> _TUGAS ANDA_
Salin kembali catatan perjalanan ke Candi Gunung Wukir di bawah ini, mulai dari "Satu tahun yang" hingga "hari telah sore.", lalu ganti "sore" dengan "malam".

> _TEKS KAJIAN_
══════
Selasa, 29 Januari 2019

Jalan-Jalan ke Candi Gunung Wukir

Kompleks Candi Gunung Wukir


Minggu lalu, tepatnya pada pertengahan Bulan Januari 2019, aku pergi jalan-jalan dengan motorku. Awalnya, aku hendak pergi ke Jembatan Mbeling untuk hunting foto kereta api. Tapi saat keluar dari indomaret untuk beli minuman kopi kemasan kotak, aku berubah pikiran. Aku memutuskan untuk pergi ke sebuah candi.

Satu tahun yang lalu, sebenarnya aku sempat hampir ke candi itu. Tapi saat sudah dekat aku mengurungkan niat karena aku harus melanjutkan dengan berjalan kaki. Padahal waktu itu hari telah sore.  

Kini aku berkesempatan mengunjungi candi itu lagi. Waktu itu hari masih pagi menjelang siang. Jalan-jalan yang kulewati begitu lancar. Sebelum ke candi, aku mampir dulu ke sebuah jembatan gantung. Nama jembatan itu “Jembatan Gantung Duwet”. Letaknya berada di perbatasan Kabupaten Magelang yang masuk Provinsi Jawa Tengah dengan Kabupaten Kulonprogo yang masuk Provinsi Daerah Istimewa Yogyakarta.
Jembatan Gantung Duwer

Aku menyeberangi jembatan itu dari sisi satu ke sisi lainnya dan kemudian balik lagi ke sisi semula. Sekilas memang tampak seperti orang kurang kerjaan. Setelah itu aku melanjutkan perjalanan.

Aku kembali mampir di suatu tempat. Kali ini sebuah bendungan. Aku lupa nama bendungannya. Di sini aku melihat derasnya aliran Kali Progo yang di tempat ini begitu luas. Melihat air yang jatuh begitu deras di bendungan mengingatkanku pada Air Terjun Niagara. Tentu terlalu berlebihan bila bendungan ini dibandingkan dengan air terjun Niagara. Hanya saja saat itu debit air begitu tinggi sehingga saat air jatuh dari bagian atas ke bagian bawah bendungan, suara gemuruhnya terdengar begitu menakutkan. Bagaimana bila aku terpeleset dan kemudian jatuh di tengah air yang mengalir deras itu? memikirkannya membuatku menjadi sangat merinding.
Bendungan Kali Progo

Air di Kali Progo mengalir dari utara ke selatan, membawa benda-benda tak berdaya hanyut bersama alirannya. Ada kulit buah kelapa, ranting pohon, botol bekas, dan ada pula sandal bekas. Semua benda-benda itu mungkin sudah tak terpakai lagi dan dibuang di kali begitu saja. Atau mungkin saja benda-benda itu jatuh secara tidak sengaja.

Setelah dari bendungan, aku kemudian pergi menuju candi. Setahun berlalu, aku lupa nama candinya. Tapi aku masih ingat jalan menuju ke candi itu.
══════
> _DATA BERIKUT_
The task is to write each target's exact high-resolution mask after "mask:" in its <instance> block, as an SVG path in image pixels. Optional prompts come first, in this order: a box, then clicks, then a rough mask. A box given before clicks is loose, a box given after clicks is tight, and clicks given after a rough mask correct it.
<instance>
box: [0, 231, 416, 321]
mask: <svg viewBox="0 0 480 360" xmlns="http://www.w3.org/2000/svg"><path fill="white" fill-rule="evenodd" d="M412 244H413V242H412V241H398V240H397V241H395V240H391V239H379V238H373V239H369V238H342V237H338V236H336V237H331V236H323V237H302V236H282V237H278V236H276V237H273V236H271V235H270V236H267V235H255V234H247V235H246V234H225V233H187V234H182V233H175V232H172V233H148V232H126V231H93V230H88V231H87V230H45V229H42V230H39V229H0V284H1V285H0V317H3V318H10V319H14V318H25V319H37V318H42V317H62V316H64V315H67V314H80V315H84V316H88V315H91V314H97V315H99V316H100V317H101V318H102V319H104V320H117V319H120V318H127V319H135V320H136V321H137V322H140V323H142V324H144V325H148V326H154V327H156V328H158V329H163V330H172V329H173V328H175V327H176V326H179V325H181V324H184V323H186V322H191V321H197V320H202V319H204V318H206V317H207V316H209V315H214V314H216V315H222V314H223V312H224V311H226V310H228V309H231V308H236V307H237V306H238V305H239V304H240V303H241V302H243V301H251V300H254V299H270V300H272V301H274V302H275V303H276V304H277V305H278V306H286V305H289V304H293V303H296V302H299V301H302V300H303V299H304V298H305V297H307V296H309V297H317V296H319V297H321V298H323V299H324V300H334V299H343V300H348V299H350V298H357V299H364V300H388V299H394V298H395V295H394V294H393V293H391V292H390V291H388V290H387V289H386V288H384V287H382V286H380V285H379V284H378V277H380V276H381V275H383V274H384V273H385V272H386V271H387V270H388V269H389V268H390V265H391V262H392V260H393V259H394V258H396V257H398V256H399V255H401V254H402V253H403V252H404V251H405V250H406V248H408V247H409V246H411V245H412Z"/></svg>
══════
> _JAWABAN AKHIR_
Satu tahun yang lalu, sebenarnya aku sempat hampir ke candi itu. Tapi saat sudah dekat aku mengurungkan niat karena aku harus melanjutkan dengan berjalan kaki. Padahal waktu itu hari telah malam.